### Short exercise a
Output the passage of the anniversary blog post below, copied word for word, starting at "Anniversary-matic" and ending at "mitzvah party, right?)".

### Text extract
* * *

Wednesday, June 07, 2006

Anniversary-matic

So Daddymatic isn't sold separately this time. I'm back, and the big DM agreed to come with me this time. It's our wedding anniversary today, so we decided to each write a version of the same story and post them. His is better, so mine goes first. Enjoy. It's way too frigging long for a post, but think of it as my way of making up for lost time. (oh, and yeah, the pic is a digital picture of our wedding photo, because I'm too cheap to buy a scanner. I have no idea who those young'uns in the photo are--he looks like somebody's date for Shelly Silverstein's bat mitzvah party, right?)

Mommymatic's version:

I went on a study abroad program to Oxford in 1993. I met Daddymatic my third day there--I had traveled alone, but he arrived with the rest of the group, and we started talking when he decided that learning to play croquet would be a good remedy for jet lag. He mimicked the headmaster so perfectly that I just knew we were going to have to be friends. After a few days of hanging out, playing spades and drinking tea, we were inseparable. He and our friend Candy and I went everywhere together--we made fun of each other crying at Les Miserables, told as many Monty Python jokes as possible during a long weekend in Scotland, drank tea in every scone-and-clotted-cream-serving establishment in England, and discovered that malt vinegar is as addictive as crack for those who eat fish and chips on a daily basis. But he had a girlfriend, so when the trip was over, I wrote him a cheesy letter and said goodbye.

We kept in touch over the next three years; he was the first person to ever e-mail me (yes, Virginia, there was a time before e-mail. It's called half my college career); he called to tell me he was going to propose to his girlfriend, and he called me when I was living in Baton Rouge to ask what I thought of his decision to leave law school. I remember this call as being odd--he asked what I thought and I asked what his finacee thought and he confessed he wanted to know what I would say because he knew I'd be honest and think primarily of his needs, whereas said finacee was more, how to say, interested in having her lawyer-marrying needs met. He did leave law school, and she split before he even took his last exam.

I didn't hear from him again until May, when he called to tell me about a job he'd been offered with his alma mater. We talked about the job, his ex, my by-then ex, and the conversation took what I thought was a "whimsical turn down What-if Lane." To whit, he told me we should "go out sometime" when I was back in North Carolina. I remember scoffing at him, only because I'd crushed so hard on him when we were in England only to find he was dating a girl that Candy nicely referred to as someone who "would probably do pretty well on a multiple-choice test, but not someone you'd want to let loose on an essay question." Well, that and the fact that we were separated by, oh, say 1200 miles.

* * *

### Data extract
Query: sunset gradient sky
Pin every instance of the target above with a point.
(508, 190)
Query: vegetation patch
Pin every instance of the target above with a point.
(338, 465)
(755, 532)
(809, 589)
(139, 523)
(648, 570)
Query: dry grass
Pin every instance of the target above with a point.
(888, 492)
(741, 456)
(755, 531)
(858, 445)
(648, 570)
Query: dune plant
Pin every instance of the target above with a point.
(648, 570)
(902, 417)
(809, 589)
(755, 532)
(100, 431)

* * *

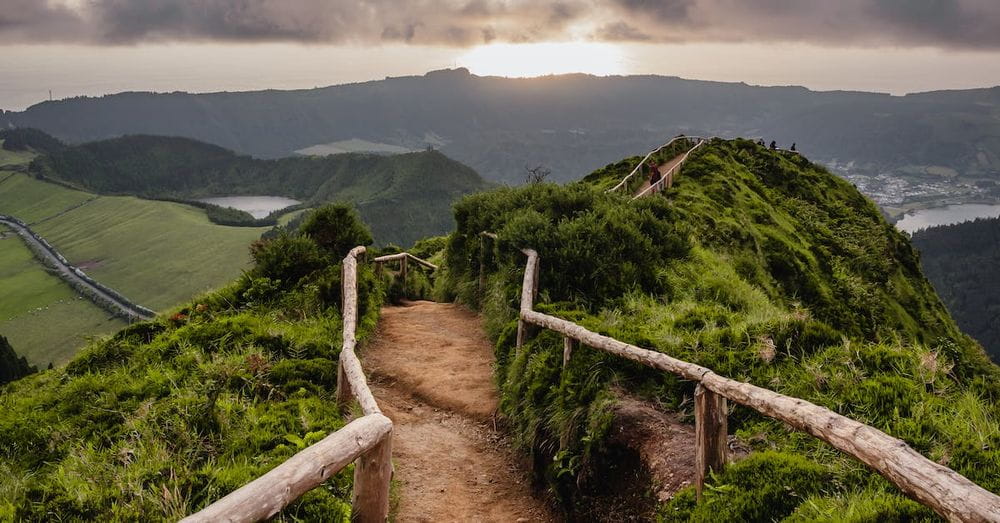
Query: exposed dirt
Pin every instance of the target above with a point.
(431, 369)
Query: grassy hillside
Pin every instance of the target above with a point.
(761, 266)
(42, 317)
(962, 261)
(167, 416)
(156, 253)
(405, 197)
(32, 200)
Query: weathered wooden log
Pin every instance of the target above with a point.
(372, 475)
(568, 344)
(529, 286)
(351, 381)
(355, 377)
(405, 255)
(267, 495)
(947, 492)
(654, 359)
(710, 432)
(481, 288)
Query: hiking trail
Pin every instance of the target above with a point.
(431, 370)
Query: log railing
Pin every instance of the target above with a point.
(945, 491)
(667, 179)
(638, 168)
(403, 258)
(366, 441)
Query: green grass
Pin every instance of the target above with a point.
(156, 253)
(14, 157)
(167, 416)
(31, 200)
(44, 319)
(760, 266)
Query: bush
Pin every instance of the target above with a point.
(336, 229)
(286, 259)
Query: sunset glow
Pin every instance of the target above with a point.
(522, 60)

* * *

### Short exercise b
Pick out every line of the rows above that contains the word "sunset".

### Task answer a
Anniversary-matic

So Daddymatic isn't sold separately this time. I'm back, and the big DM agreed to come with me this time. It's our wedding anniversary today, so we decided to each write a version of the same story and post them. His is better, so mine goes first. Enjoy. It's way too frigging long for a post, but think of it as my way of making up for lost time. (oh, and yeah, the pic is a digital picture of our wedding photo, because I'm too cheap to buy a scanner. I have no idea who those young'uns in the photo are--he looks like somebody's date for Shelly Silverstein's bat mitzvah party, right?)

### Task answer b
Query: sunset gradient sky
Query: sunset glow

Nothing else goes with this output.